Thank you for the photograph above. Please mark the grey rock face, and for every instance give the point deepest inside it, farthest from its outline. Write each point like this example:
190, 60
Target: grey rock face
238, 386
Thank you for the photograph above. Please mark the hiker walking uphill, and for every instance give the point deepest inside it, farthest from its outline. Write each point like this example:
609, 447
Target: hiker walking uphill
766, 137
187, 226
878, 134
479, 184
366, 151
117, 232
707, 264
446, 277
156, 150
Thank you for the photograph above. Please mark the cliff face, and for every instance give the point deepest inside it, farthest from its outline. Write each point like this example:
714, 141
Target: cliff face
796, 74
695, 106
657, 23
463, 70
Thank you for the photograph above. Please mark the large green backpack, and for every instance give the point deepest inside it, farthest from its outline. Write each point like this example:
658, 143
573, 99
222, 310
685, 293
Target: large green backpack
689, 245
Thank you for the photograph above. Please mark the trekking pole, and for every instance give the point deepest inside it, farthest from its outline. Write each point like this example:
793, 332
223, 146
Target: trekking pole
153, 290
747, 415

□ □ □ □

> [Set exercise]
Reproduce all of the data above word for word.

> [Solution to the exercise]
Thank you for the photograph above. Please mark the grey rock face, and for every instance give the point deepest inside it, farthest from its outline. Write each point like this example:
190, 60
Target: grey rock face
238, 386
Thank you for the photograph above. Please mark the hiker walking uphill, and for every instance give the point deepest inside it, farthest from its outline. Write each point like this example:
609, 447
Target: hiker walking uphill
766, 137
187, 226
878, 134
479, 184
366, 151
117, 232
707, 264
446, 277
156, 150
Thank you for the photograph above. Please mark the cliff face, and for every instance give the point deepest inside it, farthest from its outline. Write each point like this example:
714, 141
Target: cliff face
796, 74
695, 106
657, 23
463, 70
Thank you for the photograph above. Please mark the large green backpack, and for every instance give the point deepest inside it, farthest from its outline. Write each point like this example:
658, 143
573, 99
222, 310
685, 293
Target: large green backpack
689, 245
Thank you for the photograph above. Please mark the trekking pole, and for every instance give the point deepest inside it, farthest from its outline. Write each point like this example:
793, 332
223, 146
Target: trekking pole
153, 290
747, 415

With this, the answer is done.